═══ TEXTO DE LECTURA ═══
No quiero invadir campos de disciplinas que apenas he husmeado con algo de curiosidad, aunque cada vez estoy más convencido de la necesidad de que en las facultades de ciencia política se brinden herramientas analíticas propias de la psicología. ¿El poder cambia a las personas? ¡Qué pregunta tan difícil! Como pude articulé un par de frases con algo de coherencia, pero sin mayor profundidad. Me sorprendió tanto, que sigo intentando responder. Sobre todo, porque sabemos tan poco de nosotros mismos y sabemos mucho menos sobre los demás, que cualquier respuesta estaría inconclusa.

Sin embargo, pensé en Claudia López. Recuerdo que cuando ganó se generó una gran expectativa que de inmediato se vio reflejada en las encuestas. Durante sus primeros meses de gobierno registró una altísima e histórica favorabilidad, que poco a poco se fue diluyendo e incorporando a la maraña de nuestras frustraciones. Incluso, muchos de quienes estuvimos del lado de su principal contrincante, nos alcanzamos a ilusionar. 

Como ya lo dije un par de columnas atrás, uno tiene que hacerse cargo de sus expectativas. Esperaba más de Claudia López, así como muchos de sus votantes. Aunque en campaña, Claudia practicó religiosamente el “todo vale” (y Antanas Mockus se hizo el de la vista gorda con eso), al principio de su gobierno quise hacer a un lado las heridas de la contienda electoral. Pensé que tal vez estaba asustada y que sus ataques y arranques populistas eran apenas un síntoma del desespero.

No tengo muy claro en qué sentido el poder podría cambiar a las personas o si a todas nos cambia por igual, o en el mismo sentido. Pero algo que sí tengo claro es que las campañas son procesos políticos muy exigentes y despiadados. Alguien me dijo en estos días que de las campañas quedan callos y cicatrices.  Y es en ese tipo de condiciones extremas en las que los líderes se enfrentan a disyuntivas en las que se ponen a prueba sus principios y valores. 

Una vez, en un debate, durante las elecciones del 2007, Antanas Mockus le preguntó en vivo y en directo al entonces candidato Samuel Moreno si compraría votos para salvar a la ciudad. Samuel Moreno dijo que sí y un par de años más tarde salió por la puerta de atrás del Palacio de Liévano. Tal vez los votantes de Moreno no entendieron que comprando votos no se salva una ciudad, sino que se termina de fregar. Los fines son importantes, pero los medios también.  

Durante la campaña de 2019, Claudia López no tuvo reparos en atacar con mentiras e insultos a sus contrincantes y muchos de sus simpatizantes miraron hacia otra parte. No sé si le reclamaron en privado, pero al menos en público muy pocos salieron a desmentirla cuando se le fue la mano. Nunca se disculpó. Quizás muchos de ellos se sintieron identificados con ese “todo vale” en el que no importan los medios sino el fin: la victoria.
═══
• _LO QUE SE PIDE_
Indique si cada afirmación concuerda con el texto sobre Claudia López y cite textualmente las palabras que lo deciden: (a) Claudia López tuvo una favorabilidad muy alta en sus primeros meses de gobierno; (b) Samuel Moreno respondió que no compraría votos para salvar a la ciudad; (c) Claudia López se disculpó por sus ataques durante la campaña de 2019.
═══ ÍTEMS DADOS ═══
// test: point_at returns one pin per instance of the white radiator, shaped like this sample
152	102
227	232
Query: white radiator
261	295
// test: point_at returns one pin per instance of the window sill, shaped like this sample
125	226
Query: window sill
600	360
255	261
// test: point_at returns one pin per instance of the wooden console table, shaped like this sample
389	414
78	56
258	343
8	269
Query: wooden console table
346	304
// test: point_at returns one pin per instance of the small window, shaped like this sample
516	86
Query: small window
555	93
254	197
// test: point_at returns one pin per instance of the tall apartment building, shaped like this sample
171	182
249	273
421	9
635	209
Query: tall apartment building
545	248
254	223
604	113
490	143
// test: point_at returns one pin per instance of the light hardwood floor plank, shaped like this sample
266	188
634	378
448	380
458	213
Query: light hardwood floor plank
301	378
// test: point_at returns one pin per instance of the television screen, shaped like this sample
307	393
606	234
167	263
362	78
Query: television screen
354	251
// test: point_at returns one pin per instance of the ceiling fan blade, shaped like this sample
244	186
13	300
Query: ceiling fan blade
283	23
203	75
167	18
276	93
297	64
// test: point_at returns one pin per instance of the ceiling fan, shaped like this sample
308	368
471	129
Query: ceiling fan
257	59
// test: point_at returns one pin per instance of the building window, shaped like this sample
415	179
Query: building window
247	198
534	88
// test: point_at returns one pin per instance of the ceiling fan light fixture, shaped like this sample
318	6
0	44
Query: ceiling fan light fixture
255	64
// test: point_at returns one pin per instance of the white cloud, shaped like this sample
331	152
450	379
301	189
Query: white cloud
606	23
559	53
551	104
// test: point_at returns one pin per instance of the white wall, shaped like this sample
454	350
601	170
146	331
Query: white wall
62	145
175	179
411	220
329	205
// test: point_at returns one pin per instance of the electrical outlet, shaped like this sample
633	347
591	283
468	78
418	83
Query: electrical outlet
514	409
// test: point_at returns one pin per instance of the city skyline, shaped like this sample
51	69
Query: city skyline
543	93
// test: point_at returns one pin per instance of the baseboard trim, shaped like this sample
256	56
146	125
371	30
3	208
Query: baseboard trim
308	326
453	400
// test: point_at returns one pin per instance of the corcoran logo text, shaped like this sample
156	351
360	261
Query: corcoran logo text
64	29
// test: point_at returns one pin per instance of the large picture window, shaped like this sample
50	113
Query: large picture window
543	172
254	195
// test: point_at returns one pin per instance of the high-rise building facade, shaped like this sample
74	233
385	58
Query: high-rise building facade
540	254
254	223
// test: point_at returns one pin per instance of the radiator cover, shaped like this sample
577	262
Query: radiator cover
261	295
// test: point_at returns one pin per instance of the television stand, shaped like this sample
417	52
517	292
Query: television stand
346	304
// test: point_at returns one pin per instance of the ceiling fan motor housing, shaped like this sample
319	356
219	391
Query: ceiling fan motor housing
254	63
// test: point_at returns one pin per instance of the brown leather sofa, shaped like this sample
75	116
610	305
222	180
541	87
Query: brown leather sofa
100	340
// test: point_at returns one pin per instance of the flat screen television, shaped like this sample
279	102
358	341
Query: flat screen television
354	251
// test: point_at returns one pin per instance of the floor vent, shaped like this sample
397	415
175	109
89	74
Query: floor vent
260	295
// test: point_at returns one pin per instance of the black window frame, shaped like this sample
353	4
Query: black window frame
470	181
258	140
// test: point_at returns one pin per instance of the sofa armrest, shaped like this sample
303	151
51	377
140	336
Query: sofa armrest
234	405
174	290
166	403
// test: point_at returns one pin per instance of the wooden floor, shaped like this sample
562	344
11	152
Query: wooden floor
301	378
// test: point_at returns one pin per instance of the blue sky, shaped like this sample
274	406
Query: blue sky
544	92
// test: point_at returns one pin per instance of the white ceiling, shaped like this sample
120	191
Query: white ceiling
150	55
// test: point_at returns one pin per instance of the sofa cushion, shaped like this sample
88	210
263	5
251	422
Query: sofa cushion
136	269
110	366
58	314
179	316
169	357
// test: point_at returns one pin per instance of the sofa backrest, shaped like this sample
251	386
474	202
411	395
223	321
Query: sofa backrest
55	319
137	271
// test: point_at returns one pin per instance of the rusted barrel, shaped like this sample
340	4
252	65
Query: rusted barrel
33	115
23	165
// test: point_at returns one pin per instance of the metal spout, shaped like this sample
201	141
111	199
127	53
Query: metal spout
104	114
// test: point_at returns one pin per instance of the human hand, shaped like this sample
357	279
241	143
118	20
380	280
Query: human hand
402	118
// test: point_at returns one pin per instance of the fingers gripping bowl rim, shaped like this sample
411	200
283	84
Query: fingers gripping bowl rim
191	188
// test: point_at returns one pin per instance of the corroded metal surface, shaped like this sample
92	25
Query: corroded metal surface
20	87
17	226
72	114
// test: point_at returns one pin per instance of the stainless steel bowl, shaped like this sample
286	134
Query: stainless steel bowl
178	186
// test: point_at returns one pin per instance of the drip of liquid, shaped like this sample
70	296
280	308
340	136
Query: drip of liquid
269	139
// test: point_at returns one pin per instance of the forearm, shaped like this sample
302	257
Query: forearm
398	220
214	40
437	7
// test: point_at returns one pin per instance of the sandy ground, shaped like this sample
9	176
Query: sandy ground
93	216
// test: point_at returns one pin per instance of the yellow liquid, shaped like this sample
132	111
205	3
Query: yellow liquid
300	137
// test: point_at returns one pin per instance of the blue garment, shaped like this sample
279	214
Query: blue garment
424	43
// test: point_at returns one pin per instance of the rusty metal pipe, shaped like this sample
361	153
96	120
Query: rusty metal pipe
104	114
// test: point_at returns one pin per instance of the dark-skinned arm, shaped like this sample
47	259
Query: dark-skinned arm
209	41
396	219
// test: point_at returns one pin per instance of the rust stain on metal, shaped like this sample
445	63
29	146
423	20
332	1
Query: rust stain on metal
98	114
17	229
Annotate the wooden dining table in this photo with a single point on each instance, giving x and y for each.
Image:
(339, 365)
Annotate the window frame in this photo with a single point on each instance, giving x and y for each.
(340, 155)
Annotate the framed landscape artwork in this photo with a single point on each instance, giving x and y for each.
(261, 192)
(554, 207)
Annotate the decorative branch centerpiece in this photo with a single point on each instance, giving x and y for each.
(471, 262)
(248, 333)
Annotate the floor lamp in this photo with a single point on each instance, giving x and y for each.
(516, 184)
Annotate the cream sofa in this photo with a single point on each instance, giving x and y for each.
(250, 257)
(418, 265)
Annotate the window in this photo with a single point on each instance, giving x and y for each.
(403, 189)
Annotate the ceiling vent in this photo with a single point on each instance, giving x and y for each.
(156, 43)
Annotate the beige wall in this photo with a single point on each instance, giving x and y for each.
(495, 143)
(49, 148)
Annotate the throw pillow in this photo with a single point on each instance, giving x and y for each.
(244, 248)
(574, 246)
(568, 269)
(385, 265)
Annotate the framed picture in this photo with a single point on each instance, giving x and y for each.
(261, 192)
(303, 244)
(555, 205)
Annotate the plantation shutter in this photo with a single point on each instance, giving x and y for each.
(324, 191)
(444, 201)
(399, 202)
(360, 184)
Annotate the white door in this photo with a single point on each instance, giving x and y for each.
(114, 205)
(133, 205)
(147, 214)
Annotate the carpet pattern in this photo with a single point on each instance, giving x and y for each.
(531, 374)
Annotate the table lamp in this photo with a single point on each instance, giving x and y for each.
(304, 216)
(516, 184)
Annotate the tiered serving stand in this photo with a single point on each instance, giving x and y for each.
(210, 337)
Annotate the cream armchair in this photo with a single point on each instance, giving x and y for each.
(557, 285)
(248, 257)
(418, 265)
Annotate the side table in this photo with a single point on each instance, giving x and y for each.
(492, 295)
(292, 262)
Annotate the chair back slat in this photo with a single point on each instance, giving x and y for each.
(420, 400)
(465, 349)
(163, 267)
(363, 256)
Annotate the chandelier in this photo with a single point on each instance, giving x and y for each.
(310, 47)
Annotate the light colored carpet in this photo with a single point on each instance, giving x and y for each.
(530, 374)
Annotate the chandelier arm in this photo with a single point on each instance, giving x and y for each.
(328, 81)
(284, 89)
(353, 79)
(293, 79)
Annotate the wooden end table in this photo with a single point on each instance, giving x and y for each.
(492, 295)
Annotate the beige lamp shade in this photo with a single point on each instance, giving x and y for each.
═══
• _RESPUESTA ESPERADA_
(a) Sí: «Durante sus primeros meses de gobierno registró una altísima e histórica favorabilidad».
(b) No: «Samuel Moreno dijo que sí».
(c) No: «Nunca se disculpó».